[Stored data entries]
____

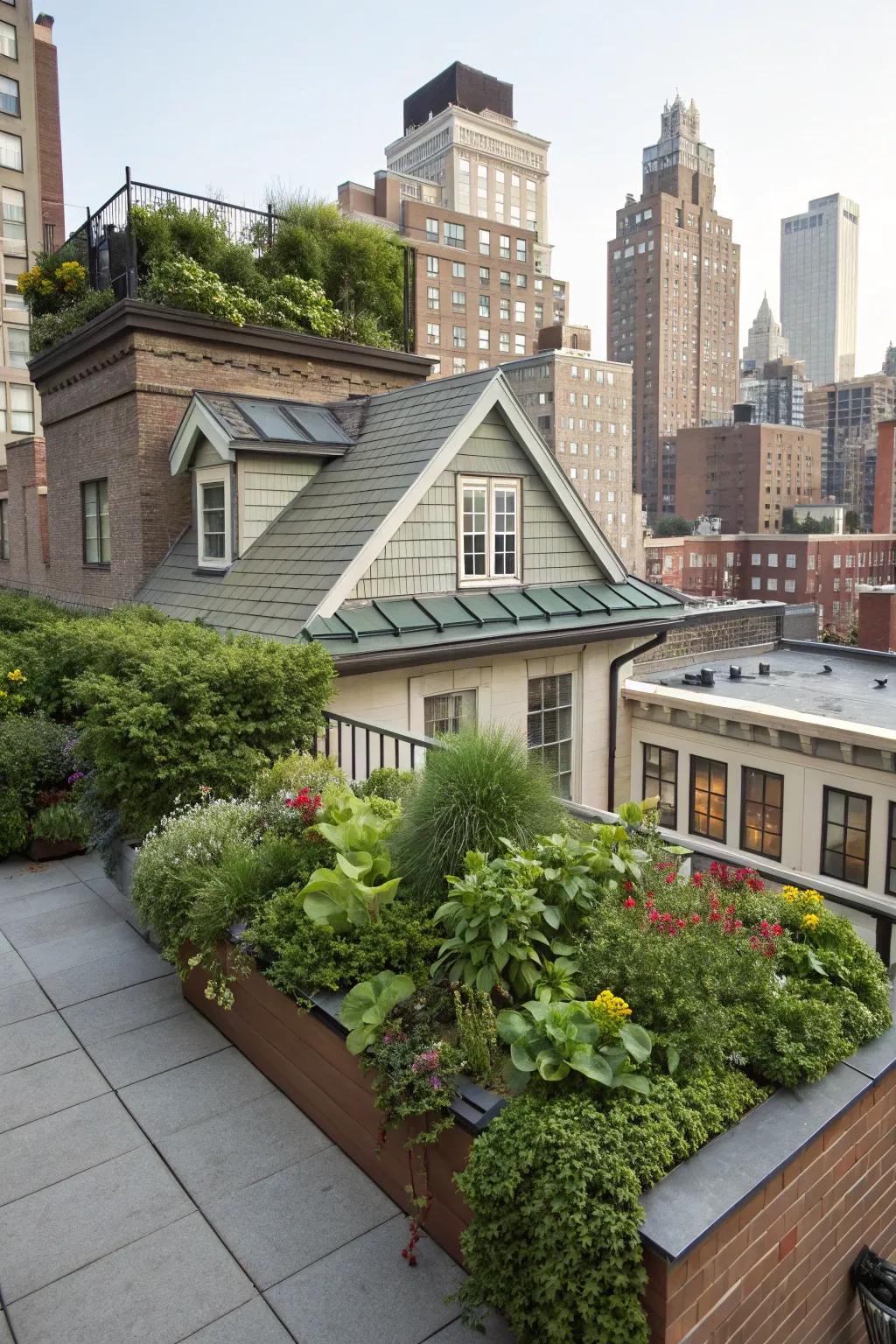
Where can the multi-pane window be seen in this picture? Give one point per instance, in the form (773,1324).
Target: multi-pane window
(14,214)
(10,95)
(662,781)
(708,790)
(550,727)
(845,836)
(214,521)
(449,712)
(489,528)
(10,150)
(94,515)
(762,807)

____

**Problem description**: Please restate the entries word for word, with all pictures left out.

**Task output**:
Where can the multi-pane window be seen in this picture? Give one point per instance, in the form (773,1324).
Target: multi-pane window
(14,214)
(10,95)
(662,781)
(708,790)
(550,727)
(845,836)
(214,521)
(449,712)
(489,528)
(10,150)
(94,515)
(762,807)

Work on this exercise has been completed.